— Exercise objective —
Reproduce the closing part of the entries exactly: the line with "Objective - one point per instance of the white sneaker" and all lines after it, ending with the last line, and nothing else.

— Records provided —
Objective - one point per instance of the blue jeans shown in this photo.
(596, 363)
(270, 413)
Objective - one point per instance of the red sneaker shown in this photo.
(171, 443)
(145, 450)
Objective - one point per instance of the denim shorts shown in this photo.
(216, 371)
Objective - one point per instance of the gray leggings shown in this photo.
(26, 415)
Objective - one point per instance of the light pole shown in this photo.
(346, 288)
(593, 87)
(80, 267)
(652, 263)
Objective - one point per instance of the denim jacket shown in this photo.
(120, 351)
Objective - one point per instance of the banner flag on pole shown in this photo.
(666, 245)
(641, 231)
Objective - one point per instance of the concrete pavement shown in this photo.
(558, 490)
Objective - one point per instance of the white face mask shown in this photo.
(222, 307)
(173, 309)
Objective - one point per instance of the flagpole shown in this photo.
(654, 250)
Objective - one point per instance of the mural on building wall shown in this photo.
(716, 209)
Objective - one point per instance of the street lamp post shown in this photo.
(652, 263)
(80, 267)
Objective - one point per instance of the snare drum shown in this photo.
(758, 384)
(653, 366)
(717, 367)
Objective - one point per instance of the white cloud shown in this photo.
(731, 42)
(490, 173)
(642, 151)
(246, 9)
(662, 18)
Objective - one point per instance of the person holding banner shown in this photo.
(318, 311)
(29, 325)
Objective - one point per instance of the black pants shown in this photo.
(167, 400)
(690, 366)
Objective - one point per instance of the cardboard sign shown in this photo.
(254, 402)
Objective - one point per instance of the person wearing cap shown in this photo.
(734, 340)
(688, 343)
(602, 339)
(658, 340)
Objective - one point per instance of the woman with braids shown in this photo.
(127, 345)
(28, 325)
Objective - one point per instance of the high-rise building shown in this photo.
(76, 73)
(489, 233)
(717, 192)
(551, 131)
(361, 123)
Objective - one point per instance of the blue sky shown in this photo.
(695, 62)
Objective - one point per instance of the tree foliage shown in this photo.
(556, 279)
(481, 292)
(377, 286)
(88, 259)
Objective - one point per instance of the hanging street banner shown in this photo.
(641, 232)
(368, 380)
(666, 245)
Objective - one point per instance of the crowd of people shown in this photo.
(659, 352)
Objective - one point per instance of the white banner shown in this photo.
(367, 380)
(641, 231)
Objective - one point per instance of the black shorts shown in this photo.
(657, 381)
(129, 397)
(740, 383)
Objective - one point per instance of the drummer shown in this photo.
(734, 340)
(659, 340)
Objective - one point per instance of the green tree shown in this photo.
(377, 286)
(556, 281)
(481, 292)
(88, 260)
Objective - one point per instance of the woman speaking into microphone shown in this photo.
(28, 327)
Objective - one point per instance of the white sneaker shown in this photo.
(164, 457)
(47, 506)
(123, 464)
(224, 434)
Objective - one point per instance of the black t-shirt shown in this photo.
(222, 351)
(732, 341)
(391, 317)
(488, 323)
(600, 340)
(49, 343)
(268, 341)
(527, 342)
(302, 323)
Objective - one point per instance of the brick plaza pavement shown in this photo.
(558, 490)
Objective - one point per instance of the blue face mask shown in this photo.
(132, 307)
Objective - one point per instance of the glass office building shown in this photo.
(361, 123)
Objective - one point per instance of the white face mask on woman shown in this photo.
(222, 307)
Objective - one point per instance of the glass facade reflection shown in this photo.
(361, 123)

— Complete answer —
Objective - one point per instance of the white sneaker shown in this photo.
(164, 457)
(47, 506)
(123, 464)
(224, 434)
Objective - one point per instance of the black t-shirt shown in this photo.
(222, 351)
(732, 341)
(391, 317)
(488, 323)
(600, 340)
(49, 343)
(268, 341)
(527, 342)
(302, 323)
Objective - one point per instance of the brick plaza pavement shown in this photo.
(558, 490)
Objective - one point per instance of the blue face mask shown in this photo.
(132, 307)
Objective - one point per instance of the glass office building shown in this photo.
(361, 123)
Objective - one point per instance of the white face mask on woman shown in this photo.
(222, 307)
Objective - one point per instance of the glass facade reflection shown in this photo.
(361, 123)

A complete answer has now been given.